All of the material should be reproduced exactly, with pictures left out.
===== DATA TO USE
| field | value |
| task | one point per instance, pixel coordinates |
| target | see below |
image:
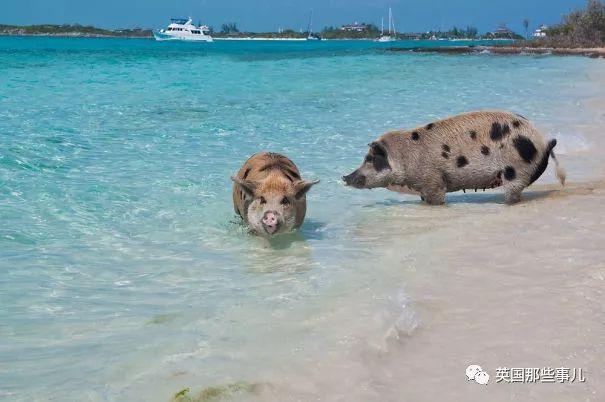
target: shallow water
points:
(124, 273)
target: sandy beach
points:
(509, 50)
(501, 287)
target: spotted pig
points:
(476, 150)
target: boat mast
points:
(310, 26)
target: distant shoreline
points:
(77, 35)
(507, 50)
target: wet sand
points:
(493, 285)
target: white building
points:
(540, 32)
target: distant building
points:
(540, 32)
(356, 27)
(502, 33)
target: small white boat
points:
(310, 34)
(392, 36)
(183, 29)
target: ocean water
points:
(124, 273)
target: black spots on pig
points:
(446, 151)
(499, 131)
(510, 173)
(526, 148)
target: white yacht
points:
(183, 29)
(310, 34)
(392, 36)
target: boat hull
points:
(161, 36)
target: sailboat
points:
(310, 34)
(392, 36)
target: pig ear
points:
(247, 186)
(301, 188)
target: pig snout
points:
(355, 179)
(271, 221)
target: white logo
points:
(475, 372)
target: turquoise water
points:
(123, 271)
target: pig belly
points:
(483, 182)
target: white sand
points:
(493, 285)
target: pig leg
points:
(434, 193)
(512, 191)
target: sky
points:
(270, 15)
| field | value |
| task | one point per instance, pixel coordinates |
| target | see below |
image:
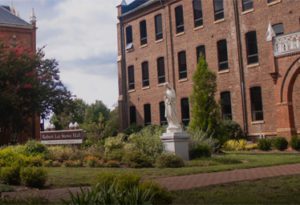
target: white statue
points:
(170, 110)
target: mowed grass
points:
(280, 190)
(68, 177)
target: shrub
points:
(92, 161)
(135, 159)
(112, 163)
(34, 177)
(199, 137)
(169, 160)
(147, 141)
(112, 143)
(33, 147)
(116, 154)
(251, 146)
(295, 143)
(201, 150)
(10, 175)
(121, 189)
(72, 163)
(235, 145)
(280, 143)
(264, 144)
(59, 153)
(231, 130)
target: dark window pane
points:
(252, 51)
(145, 74)
(147, 114)
(247, 4)
(185, 111)
(278, 28)
(222, 55)
(179, 19)
(128, 35)
(226, 106)
(161, 70)
(182, 65)
(218, 9)
(132, 115)
(143, 32)
(200, 50)
(158, 27)
(131, 84)
(198, 17)
(163, 120)
(256, 104)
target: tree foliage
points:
(29, 85)
(205, 110)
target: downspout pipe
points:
(241, 66)
(124, 108)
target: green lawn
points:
(280, 190)
(64, 177)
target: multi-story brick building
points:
(258, 85)
(14, 31)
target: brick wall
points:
(284, 11)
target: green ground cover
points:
(280, 190)
(66, 176)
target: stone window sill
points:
(258, 122)
(254, 65)
(219, 21)
(248, 11)
(180, 34)
(182, 80)
(198, 28)
(146, 88)
(224, 71)
(131, 91)
(159, 41)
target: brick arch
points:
(285, 112)
(286, 91)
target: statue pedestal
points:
(177, 143)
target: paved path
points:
(207, 179)
(179, 182)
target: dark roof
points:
(7, 18)
(136, 5)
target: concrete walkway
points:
(207, 179)
(179, 182)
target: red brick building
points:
(258, 85)
(14, 31)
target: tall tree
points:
(205, 110)
(29, 85)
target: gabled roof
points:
(136, 5)
(7, 18)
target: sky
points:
(82, 36)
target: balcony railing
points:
(287, 44)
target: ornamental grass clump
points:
(280, 143)
(169, 160)
(125, 189)
(295, 143)
(264, 144)
(33, 177)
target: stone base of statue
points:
(177, 143)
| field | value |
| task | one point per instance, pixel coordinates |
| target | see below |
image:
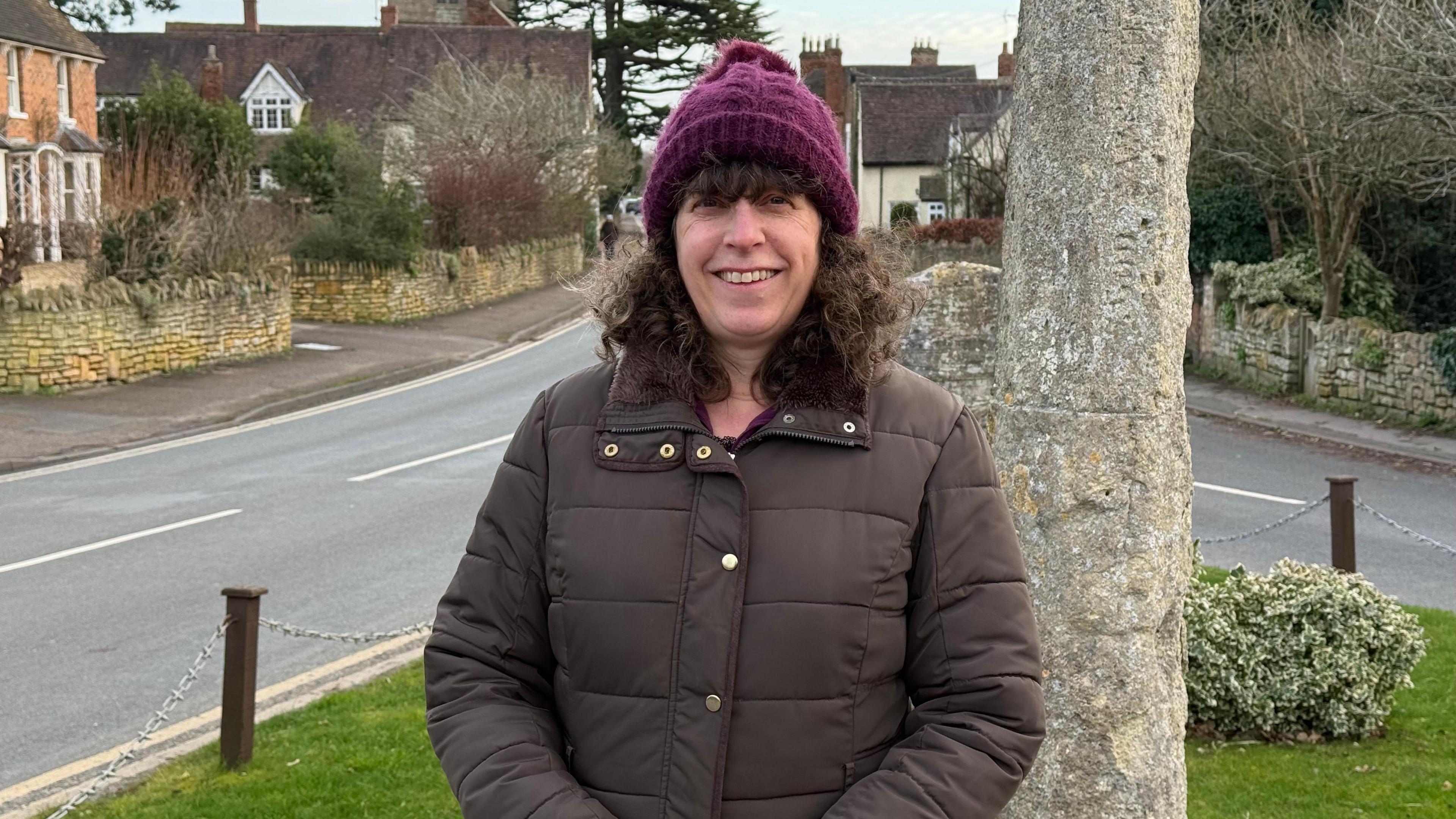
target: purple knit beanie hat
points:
(752, 105)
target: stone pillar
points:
(1088, 429)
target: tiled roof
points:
(350, 74)
(76, 140)
(912, 72)
(37, 22)
(909, 121)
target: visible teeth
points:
(746, 278)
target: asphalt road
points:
(91, 643)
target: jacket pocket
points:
(865, 764)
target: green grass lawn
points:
(364, 754)
(356, 754)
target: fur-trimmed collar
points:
(647, 375)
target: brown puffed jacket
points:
(832, 621)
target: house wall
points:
(440, 283)
(38, 98)
(884, 184)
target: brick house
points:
(50, 158)
(899, 121)
(356, 75)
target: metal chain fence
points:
(1267, 527)
(344, 637)
(1407, 530)
(161, 716)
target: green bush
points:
(357, 216)
(216, 136)
(1302, 649)
(1227, 223)
(324, 164)
(383, 228)
(1295, 280)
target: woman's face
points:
(747, 264)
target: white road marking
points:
(1247, 493)
(442, 457)
(287, 417)
(114, 541)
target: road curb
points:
(1326, 436)
(308, 400)
(56, 788)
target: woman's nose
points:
(746, 228)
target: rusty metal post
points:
(241, 674)
(1343, 522)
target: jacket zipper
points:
(737, 445)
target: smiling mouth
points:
(746, 276)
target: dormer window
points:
(63, 88)
(270, 114)
(274, 100)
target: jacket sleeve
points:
(488, 664)
(973, 665)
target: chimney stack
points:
(212, 83)
(1005, 63)
(924, 55)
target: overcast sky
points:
(868, 33)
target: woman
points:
(714, 573)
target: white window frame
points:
(63, 91)
(12, 82)
(271, 113)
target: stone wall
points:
(953, 339)
(1295, 352)
(439, 283)
(62, 339)
(928, 254)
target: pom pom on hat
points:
(750, 105)
(734, 52)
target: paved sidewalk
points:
(1224, 401)
(41, 429)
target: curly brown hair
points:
(852, 318)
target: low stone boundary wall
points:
(976, 251)
(62, 339)
(1352, 361)
(439, 283)
(953, 339)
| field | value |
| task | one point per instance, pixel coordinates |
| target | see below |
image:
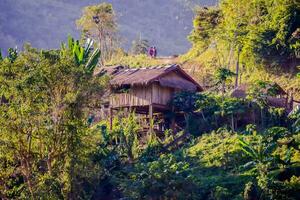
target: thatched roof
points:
(158, 74)
(240, 92)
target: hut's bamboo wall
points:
(142, 96)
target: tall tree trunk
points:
(237, 68)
==========
**RESULT OF THIS EXERCISE:**
| field | value |
| task | one point per instance, pixel coordinates |
| target | see below |
image:
target: shallow water
points:
(124, 273)
target: sandy beach
points:
(509, 50)
(501, 287)
target: spotted pig
points:
(476, 150)
target: boat mast
points:
(310, 26)
target: distant shoreline
points:
(77, 35)
(507, 50)
target: wet sand
points:
(493, 285)
target: white building
points:
(540, 32)
target: distant building
points:
(540, 32)
(356, 27)
(502, 33)
target: small white boat
points:
(310, 34)
(392, 36)
(183, 29)
target: ocean water
points:
(124, 273)
target: black spots on pig
points:
(446, 151)
(499, 131)
(510, 173)
(526, 148)
target: white yacht
points:
(183, 29)
(310, 34)
(392, 36)
target: boat hull
points:
(161, 36)
target: sailboat
points:
(310, 34)
(392, 36)
target: pig ear
points:
(247, 186)
(301, 188)
target: pig snout
points:
(355, 179)
(271, 221)
target: white logo
points:
(475, 372)
target: turquoise water
points:
(123, 271)
target: pig belly
points:
(483, 182)
target: white sand
points:
(493, 285)
target: pig leg
points:
(434, 193)
(512, 191)
target: sky
points:
(270, 15)
| field | value |
| task | one point per instance, pixel coordinates |
| target | see below |
image:
target: white statue
points:
(170, 110)
target: mowed grass
points:
(280, 190)
(68, 177)
target: shrub
points:
(92, 161)
(135, 159)
(112, 163)
(34, 177)
(199, 137)
(169, 160)
(147, 141)
(112, 143)
(33, 147)
(116, 154)
(251, 146)
(295, 143)
(201, 150)
(10, 175)
(121, 189)
(72, 163)
(235, 145)
(280, 143)
(264, 144)
(59, 153)
(231, 130)
target: dark window pane
points:
(252, 51)
(145, 74)
(147, 114)
(247, 4)
(185, 111)
(278, 28)
(222, 55)
(179, 19)
(128, 35)
(226, 106)
(161, 70)
(182, 65)
(218, 9)
(132, 115)
(143, 32)
(200, 50)
(158, 27)
(131, 84)
(198, 17)
(163, 120)
(256, 104)
target: tree foliage
points:
(29, 85)
(205, 110)
target: downspout pipe
points:
(241, 66)
(124, 108)
target: green lawn
points:
(280, 190)
(64, 177)
target: multi-story brick building
points:
(258, 85)
(14, 31)
target: brick wall
points:
(284, 11)
target: green ground cover
points:
(280, 190)
(66, 176)
target: stone window sill
points:
(258, 122)
(254, 65)
(219, 21)
(248, 11)
(180, 34)
(182, 80)
(198, 28)
(146, 88)
(224, 71)
(131, 91)
(159, 41)
target: brick arch
points:
(285, 112)
(286, 91)
target: statue pedestal
points:
(177, 143)
target: paved path
points:
(207, 179)
(179, 182)
target: dark roof
points:
(7, 18)
(136, 5)
target: concrete walkway
points:
(207, 179)
(179, 182)
target: red brick building
points:
(258, 85)
(14, 31)
target: tall tree
points:
(205, 110)
(29, 85)
target: gabled roof
points:
(136, 5)
(7, 18)
target: sky
points:
(82, 36)
target: balcony railing
points:
(287, 44)
target: ornamental grass clump
points:
(280, 143)
(169, 160)
(125, 189)
(295, 143)
(264, 144)
(33, 177)
target: stone base of statue
points:
(177, 143)
| field | value |
| task | one point per instance, pixel coordinates |
| target | see below |
image:
target: purple knit beanie hat
points:
(752, 105)
target: stone pillar
points:
(1088, 429)
target: tiled roof
points:
(350, 74)
(76, 140)
(912, 72)
(37, 22)
(909, 121)
target: visible teeth
points:
(746, 278)
target: asphalt road
points:
(91, 643)
target: jacket pocket
points:
(865, 764)
target: green grass lawn
points:
(364, 754)
(356, 754)
target: fur-trimmed collar
points:
(647, 375)
target: brown puffed jacket
points:
(832, 621)
target: house wall
points:
(440, 283)
(38, 98)
(884, 184)
target: brick house
points:
(50, 158)
(899, 121)
(356, 75)
target: metal chain fence
points:
(1267, 527)
(344, 637)
(1407, 530)
(161, 716)
target: green bush
points:
(357, 216)
(216, 136)
(1302, 649)
(1227, 223)
(324, 164)
(383, 228)
(1295, 280)
target: woman's face
points:
(747, 264)
target: white road marking
points:
(1247, 493)
(442, 457)
(287, 417)
(114, 541)
target: road curb
points:
(1326, 436)
(308, 400)
(56, 788)
target: woman's nose
points:
(746, 228)
target: rusty metal post
points:
(241, 674)
(1343, 522)
target: jacket zipper
points:
(737, 445)
target: smiling mouth
points:
(746, 276)
target: dormer window
points:
(63, 88)
(270, 114)
(274, 100)
target: jacket sleeve
points:
(488, 664)
(973, 665)
target: chimney stack
points:
(212, 83)
(1005, 63)
(924, 55)
target: overcast sky
points:
(868, 33)
target: woman
points:
(714, 573)
target: white window frame
points:
(63, 91)
(12, 82)
(271, 113)
target: stone wall
points:
(953, 339)
(1295, 352)
(439, 283)
(62, 339)
(928, 254)
target: pom pom on hat
points:
(750, 105)
(734, 52)
target: paved sidewalk
points:
(1224, 401)
(41, 429)
target: curly brown hair
points:
(852, 318)
target: low stone boundary wall
points:
(976, 251)
(62, 339)
(1352, 361)
(439, 283)
(953, 339)
| field | value |
| task | one point per instance, pixel coordinates |
| target | see below |
image:
target: thatched roof
points:
(158, 74)
(240, 92)
target: hut's bamboo wall
points:
(142, 96)
target: tall tree trunk
points:
(237, 68)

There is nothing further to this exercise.